[Collected data]
===============

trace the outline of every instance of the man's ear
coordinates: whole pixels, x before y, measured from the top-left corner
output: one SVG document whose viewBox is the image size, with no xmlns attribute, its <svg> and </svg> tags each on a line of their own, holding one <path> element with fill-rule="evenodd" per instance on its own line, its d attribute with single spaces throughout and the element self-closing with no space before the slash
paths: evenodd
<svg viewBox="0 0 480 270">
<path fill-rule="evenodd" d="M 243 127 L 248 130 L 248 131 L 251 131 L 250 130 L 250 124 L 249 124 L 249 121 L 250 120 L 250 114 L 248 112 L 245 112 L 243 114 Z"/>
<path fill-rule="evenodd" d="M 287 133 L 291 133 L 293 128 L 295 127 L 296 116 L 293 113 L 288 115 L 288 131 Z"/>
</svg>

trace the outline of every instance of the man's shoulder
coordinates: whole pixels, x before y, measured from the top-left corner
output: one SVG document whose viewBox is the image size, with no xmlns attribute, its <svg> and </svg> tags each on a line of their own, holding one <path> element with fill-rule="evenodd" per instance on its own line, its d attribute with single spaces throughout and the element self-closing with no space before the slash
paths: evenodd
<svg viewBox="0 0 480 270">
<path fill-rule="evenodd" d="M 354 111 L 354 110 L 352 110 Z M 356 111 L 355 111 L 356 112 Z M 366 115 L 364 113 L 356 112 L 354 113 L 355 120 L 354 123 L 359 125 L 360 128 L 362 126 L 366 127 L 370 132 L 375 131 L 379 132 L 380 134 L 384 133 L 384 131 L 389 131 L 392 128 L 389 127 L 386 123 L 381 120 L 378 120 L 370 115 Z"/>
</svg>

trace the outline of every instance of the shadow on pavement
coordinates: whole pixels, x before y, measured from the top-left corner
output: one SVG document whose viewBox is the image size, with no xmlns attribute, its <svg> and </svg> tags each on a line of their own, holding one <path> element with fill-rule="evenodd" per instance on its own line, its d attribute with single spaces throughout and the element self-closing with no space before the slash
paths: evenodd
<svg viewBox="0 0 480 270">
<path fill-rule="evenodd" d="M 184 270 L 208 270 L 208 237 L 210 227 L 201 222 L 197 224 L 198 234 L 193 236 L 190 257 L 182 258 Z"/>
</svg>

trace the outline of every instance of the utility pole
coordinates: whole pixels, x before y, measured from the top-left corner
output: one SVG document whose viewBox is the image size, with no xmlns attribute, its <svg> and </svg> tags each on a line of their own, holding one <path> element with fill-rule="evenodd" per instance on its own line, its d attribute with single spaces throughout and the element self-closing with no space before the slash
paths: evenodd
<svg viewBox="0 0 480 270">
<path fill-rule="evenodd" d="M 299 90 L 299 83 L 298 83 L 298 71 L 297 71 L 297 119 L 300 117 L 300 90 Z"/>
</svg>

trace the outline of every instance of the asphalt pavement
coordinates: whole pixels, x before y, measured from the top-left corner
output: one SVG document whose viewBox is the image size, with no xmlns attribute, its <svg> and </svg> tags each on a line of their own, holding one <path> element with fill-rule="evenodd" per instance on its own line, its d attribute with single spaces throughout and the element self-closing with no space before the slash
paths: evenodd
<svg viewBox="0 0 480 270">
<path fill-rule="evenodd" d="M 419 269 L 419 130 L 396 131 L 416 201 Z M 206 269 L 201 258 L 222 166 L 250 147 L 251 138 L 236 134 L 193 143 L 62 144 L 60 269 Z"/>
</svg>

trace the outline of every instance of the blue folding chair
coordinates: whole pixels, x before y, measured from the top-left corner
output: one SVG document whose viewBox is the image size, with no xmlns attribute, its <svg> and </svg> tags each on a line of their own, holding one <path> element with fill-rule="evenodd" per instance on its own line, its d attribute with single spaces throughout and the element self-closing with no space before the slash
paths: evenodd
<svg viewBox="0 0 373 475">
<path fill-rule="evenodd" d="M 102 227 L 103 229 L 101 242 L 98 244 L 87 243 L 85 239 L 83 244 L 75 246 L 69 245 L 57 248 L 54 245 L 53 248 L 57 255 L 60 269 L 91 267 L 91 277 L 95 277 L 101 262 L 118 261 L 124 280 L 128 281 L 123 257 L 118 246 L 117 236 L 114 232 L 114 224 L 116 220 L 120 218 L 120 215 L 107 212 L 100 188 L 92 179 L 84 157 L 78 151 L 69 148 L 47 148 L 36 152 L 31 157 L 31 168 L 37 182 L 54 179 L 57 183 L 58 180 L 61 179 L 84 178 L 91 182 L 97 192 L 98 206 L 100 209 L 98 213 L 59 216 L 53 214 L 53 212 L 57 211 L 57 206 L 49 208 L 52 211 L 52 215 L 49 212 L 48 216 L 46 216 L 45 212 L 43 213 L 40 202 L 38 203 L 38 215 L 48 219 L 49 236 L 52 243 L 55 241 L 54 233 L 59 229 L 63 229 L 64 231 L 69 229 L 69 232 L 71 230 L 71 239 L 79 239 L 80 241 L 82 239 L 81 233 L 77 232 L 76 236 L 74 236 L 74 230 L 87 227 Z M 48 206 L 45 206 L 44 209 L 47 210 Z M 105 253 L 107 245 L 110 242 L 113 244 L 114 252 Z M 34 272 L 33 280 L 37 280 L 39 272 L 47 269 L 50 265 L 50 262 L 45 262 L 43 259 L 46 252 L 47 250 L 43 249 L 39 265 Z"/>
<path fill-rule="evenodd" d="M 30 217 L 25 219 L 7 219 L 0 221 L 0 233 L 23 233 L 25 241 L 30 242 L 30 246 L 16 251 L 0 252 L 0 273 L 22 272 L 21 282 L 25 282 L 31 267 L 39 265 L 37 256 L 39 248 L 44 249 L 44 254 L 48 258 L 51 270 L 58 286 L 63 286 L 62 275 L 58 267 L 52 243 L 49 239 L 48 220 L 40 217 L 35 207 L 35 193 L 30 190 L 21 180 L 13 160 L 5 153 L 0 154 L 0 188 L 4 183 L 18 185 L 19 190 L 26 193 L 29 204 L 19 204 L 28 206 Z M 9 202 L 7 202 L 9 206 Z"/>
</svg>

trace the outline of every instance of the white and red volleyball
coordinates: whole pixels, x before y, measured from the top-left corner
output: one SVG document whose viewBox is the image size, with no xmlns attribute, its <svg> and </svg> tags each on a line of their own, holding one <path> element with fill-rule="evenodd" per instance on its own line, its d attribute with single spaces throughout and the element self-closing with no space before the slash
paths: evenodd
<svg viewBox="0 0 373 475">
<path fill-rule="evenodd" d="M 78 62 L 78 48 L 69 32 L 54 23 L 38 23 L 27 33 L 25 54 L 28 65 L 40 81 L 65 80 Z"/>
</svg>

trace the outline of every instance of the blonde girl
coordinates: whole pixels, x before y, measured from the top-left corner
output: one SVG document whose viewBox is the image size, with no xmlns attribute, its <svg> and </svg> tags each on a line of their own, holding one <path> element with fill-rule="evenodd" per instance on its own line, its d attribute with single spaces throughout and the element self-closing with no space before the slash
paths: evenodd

===============

Instructions to follow =>
Say how many lines of the records include the string "trace"; the number alone is enough.

Finished exercise =>
8